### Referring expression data
---

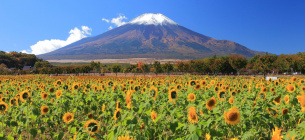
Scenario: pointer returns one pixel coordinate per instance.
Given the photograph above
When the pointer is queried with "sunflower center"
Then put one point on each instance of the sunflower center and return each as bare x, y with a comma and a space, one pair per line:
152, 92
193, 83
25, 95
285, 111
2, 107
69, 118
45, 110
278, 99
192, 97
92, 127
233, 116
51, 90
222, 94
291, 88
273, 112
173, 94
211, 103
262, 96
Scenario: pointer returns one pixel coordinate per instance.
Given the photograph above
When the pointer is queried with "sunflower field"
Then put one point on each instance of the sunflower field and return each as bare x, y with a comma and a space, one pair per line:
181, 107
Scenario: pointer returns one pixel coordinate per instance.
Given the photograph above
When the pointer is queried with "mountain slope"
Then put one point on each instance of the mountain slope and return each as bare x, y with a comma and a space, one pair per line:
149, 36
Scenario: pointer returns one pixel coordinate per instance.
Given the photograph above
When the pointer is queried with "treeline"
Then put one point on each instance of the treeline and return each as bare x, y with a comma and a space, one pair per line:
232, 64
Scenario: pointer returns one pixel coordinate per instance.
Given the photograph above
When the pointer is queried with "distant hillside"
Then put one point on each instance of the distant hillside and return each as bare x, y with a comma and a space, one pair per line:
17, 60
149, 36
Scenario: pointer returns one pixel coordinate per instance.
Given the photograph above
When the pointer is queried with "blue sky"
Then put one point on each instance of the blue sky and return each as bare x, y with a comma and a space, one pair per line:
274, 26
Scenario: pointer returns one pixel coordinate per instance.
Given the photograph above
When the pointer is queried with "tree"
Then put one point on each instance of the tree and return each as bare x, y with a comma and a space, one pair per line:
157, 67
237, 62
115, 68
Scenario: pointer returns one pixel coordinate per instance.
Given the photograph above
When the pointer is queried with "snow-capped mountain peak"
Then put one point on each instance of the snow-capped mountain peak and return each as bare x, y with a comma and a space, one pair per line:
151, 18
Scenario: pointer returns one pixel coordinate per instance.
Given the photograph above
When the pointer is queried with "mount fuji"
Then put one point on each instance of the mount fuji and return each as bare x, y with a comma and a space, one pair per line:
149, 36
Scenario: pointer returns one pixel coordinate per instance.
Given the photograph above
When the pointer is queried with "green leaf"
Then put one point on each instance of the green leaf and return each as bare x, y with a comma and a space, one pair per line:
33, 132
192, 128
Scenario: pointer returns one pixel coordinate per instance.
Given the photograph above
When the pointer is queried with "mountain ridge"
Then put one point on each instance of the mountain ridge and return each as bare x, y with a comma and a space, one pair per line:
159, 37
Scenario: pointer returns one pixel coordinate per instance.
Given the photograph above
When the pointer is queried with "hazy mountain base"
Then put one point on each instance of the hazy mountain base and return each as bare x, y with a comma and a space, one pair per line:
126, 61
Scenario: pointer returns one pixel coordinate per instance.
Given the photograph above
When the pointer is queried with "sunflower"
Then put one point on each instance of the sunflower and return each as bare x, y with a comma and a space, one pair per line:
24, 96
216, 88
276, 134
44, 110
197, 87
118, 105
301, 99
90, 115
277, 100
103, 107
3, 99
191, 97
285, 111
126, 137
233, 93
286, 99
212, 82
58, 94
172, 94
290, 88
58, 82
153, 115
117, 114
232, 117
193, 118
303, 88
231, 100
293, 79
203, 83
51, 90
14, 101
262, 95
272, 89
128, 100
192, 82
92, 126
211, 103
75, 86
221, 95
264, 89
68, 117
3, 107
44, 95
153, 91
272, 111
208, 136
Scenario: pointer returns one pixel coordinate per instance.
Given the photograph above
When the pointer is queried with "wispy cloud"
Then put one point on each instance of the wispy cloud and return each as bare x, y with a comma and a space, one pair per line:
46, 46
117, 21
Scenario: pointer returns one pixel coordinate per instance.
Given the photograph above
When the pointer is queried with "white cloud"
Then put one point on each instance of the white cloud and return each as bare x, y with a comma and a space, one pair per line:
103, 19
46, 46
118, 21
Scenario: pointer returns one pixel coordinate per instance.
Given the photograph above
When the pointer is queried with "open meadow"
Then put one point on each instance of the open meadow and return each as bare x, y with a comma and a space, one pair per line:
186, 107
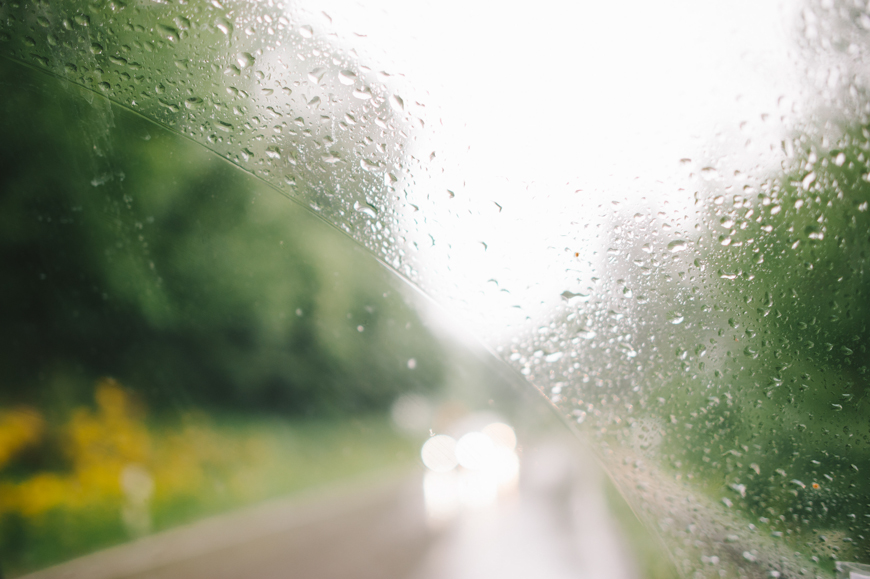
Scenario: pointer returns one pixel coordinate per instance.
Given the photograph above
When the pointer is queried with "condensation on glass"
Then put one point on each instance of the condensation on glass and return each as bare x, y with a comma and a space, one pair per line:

---

### WHAT THIS TASK INVOLVES
Leave the pictures out, then print every entry exactly as it reads.

### RESULT OF THIS EXERCISE
Scenario: pointer returns one pixel coordinate per instance.
Given the photograph above
When the pointer is queried with "sunflower center"
Then put one point on each instance of the sunflower center and return each as bare x, y with a comma and a space, one pair per line:
152, 92
193, 83
25, 95
285, 111
2, 107
69, 118
45, 110
278, 99
192, 97
92, 127
233, 116
51, 90
222, 94
291, 88
273, 112
173, 94
211, 103
262, 96
Scenario: pointer returns one pixel coordinate per instance.
Given the photograph above
When the pointer is queried with "sunflower field"
Then put one point on each instance of the sunflower field and return each as bare x, y with a comma and a space, one pair per line:
181, 107
Scenario: pointer returns one pixel coordinate per instance.
Given the photograph above
When the pointer is queried with "mountain slope"
Then put one point on each instance of the mountain slope and return each as bare x, y with a comma and a space, one pair per line:
149, 36
Scenario: pointer returns one pixel coordinate per instance.
Given the photograph above
When the pointer is queried with "treeline"
Then put one point on each instance of the treeline and return each as bare x, y with a comma and a space, one pair per line:
232, 64
Scenario: pointer returns one pixel coordinate per instance.
Given the photograph above
When the pointer is queried with "distant hillside"
Then put one point on each instance of the distant hillside and return each as bare x, y with a comma and a space, one pair per line:
17, 60
149, 36
Scenario: pointer returns one pixel coordinate per instance.
Given the photograph above
When the pointer is queried with "blue sky"
Then put one point on each instance of the blue sky and return each as bare x, y with a comma and a space, one pair per line:
274, 26
Scenario: pointer returns one pixel coordinate per instance.
Given the photograph above
When the pointer is queried with "tree"
Then put one point on each instance of the tree and return each as bare x, y with a comma and a space, one pair per line:
157, 67
237, 62
115, 68
Scenario: pointer returns one pixel coordinate per instance.
Given the photograph above
When the pointer is queried with "snow-capped mountain peak"
Then put one point on each instance of the snow-capped mountain peak and return each as bare x, y with a comma and a space, one pair per line:
151, 18
Scenario: pointer returns one pixel coordinate per instance.
Given the photograph above
When the pointer is queried with "mount fuji"
Then put one point on each instance of the mount fuji and return each as bare x, y with a comma and a space, one pair per line:
149, 36
Scenario: pointer returns one pixel coordinate per instance.
Given the photograph above
When the pointer is queried with "green leaf"
Then put one point on each instance of the green leaf and return each as bare x, y with a comma and a space, one pair per line:
33, 132
192, 128
Scenario: pointer returns one pixel coordinate per instance.
Given the photograph above
When the pointer is queried with "mountain ridge"
Then put one point on each instance of the mountain ridge and return each as bare x, y with a comma and a space, one pair per line:
159, 37
Scenario: pointer returns one pixel coordinate per instance.
Given the photograph above
When the pointer is queried with "hazy mountain base"
Then put one point on each instance of the hazy mountain base and return each as bare x, y with a comma and a space, one pair per line:
126, 61
Scenario: pointer returns one pixel coordinate per instance.
Given the photograph above
When the pointer is queried with "sunflower"
Then put one point on each instance of the sunflower and return each as bare x, y with a comma and a space, one pair per line:
24, 96
216, 88
276, 134
44, 110
197, 87
118, 105
301, 99
90, 115
277, 100
103, 107
3, 99
191, 97
285, 111
126, 137
233, 93
286, 99
212, 82
58, 94
172, 94
290, 88
58, 82
153, 115
117, 114
232, 117
193, 118
303, 88
231, 100
293, 79
203, 83
51, 90
14, 101
262, 95
272, 89
128, 100
192, 82
92, 126
211, 103
75, 86
221, 95
264, 89
68, 117
3, 107
44, 95
153, 91
272, 111
208, 136
Scenario: pointer returns one pixel coordinate per instance.
Given the photograph above
When the pointer is queried with "wispy cloud"
Then put one point on each instance of the wispy cloud and return each as bare x, y with a comma and a space, one pair per line:
46, 46
117, 21
Scenario: pointer returns one pixel coordinate per instance.
Given the photograph above
When the pointer is queried with "white cloud"
Then put one point on each instance of the white cloud and return each as bare x, y with a comma and a space, one pair per line:
103, 19
46, 46
118, 21
Scenario: pointer returns one pixel coordinate per instance.
Given the photograph above
When the pointer is queried with "open meadow"
Then put one point on each instance of the open meadow and return each as bare x, y with a comma and a space, one pair per line:
186, 107
Scenario: pointer returns one pixel coordinate per instance.
Given the photograph above
When the pointer is queried with "condensation on glass"
Then put one point on each instance of the condensation on glass and return each as bare x, y with a comma and a space, one pair per line:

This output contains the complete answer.